• **Brano riportato**
Mariarosaria Marchesano

Se la Turchia dovesse davvero entrare nei Brics avrà l’effetto di rafforzare un gruppo di paesi che intende sfidare il G7 non solo sotto il profilo economico ma monetario. È stato un errore non aprire al paese le porte dell’Ue?

La Turchia nei Brics, che vuol dire un paese Nato in un blocco politico ed economico anti occidentale che vede come attori principali Cina e Russia, fa sorgere una domanda: è stato un errore non aprire al paese le porte dell’Unione europea? “Col senno di poi, dico si poteva fare uno sforzo di immaginazione in più”, osserva l’economista Brunello Rosa della London School of Economics in un colloquio con il Foglio. “Questi processi sono lunghi e penso sia difficile che una decisione definitiva venga presa già nel summit di Kazan, ma se la Turchia dovesse davvero entrare nei Brics avrà l’effetto di rafforzare un gruppo di paesi che intende sfidare il G7 non solo sotto il profilo economico ma monetario”, aggiunge Rosa, che ha di recente pubblicato il libro “Smart Money - Come le valute digitali vinceranno la nuova Guerra fredda e perché l’Occidente deve agire ora”, pubblicato da Bloomsbury. “Dopo quasi vent’anni in cui ha atteso inutilmente di entrare nell’Unione”, dice l’economista, “la Turchia vuole unirsi a un gruppo di paesi che ha in mente un piano di indebolimento del dollaro che finora è stato sottovalutato”.

• **Problema breve**
Ricopia per intero il brano sulla Turchia e i Brics, parola per parola. L'elenco proviene da una fonte diversa rispetto al brano.

• **Dati raccolti**
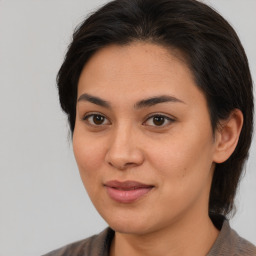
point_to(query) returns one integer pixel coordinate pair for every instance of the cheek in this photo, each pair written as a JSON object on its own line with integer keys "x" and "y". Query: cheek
{"x": 183, "y": 161}
{"x": 89, "y": 155}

• **Compito svolto**
Mariarosaria Marchesano

Se la Turchia dovesse davvero entrare nei Brics avrà l’effetto di rafforzare un gruppo di paesi che intende sfidare il G7 non solo sotto il profilo economico ma monetario. È stato un errore non aprire al paese le porte dell’Ue?

La Turchia nei Brics, che vuol dire un paese Nato in un blocco politico ed economico anti occidentale che vede come attori principali Cina e Russia, fa sorgere una domanda: è stato un errore non aprire al paese le porte dell’Unione europea? “Col senno di poi, dico si poteva fare uno sforzo di immaginazione in più”, osserva l’economista Brunello Rosa della London School of Economics in un colloquio con il Foglio. “Questi processi sono lunghi e penso sia difficile che una decisione definitiva venga presa già nel summit di Kazan, ma se la Turchia dovesse davvero entrare nei Brics avrà l’effetto di rafforzare un gruppo di paesi che intende sfidare il G7 non solo sotto il profilo economico ma monetario”, aggiunge Rosa, che ha di recente pubblicato il libro “Smart Money - Come le valute digitali vinceranno la nuova Guerra fredda e perché l’Occidente deve agire ora”, pubblicato da Bloomsbury. “Dopo quasi vent’anni in cui ha atteso inutilmente di entrare nell’Unione”, dice l’economista, “la Turchia vuole unirsi a un gruppo di paesi che ha in mente un piano di indebolimento del dollaro che finora è stato sottovalutato”.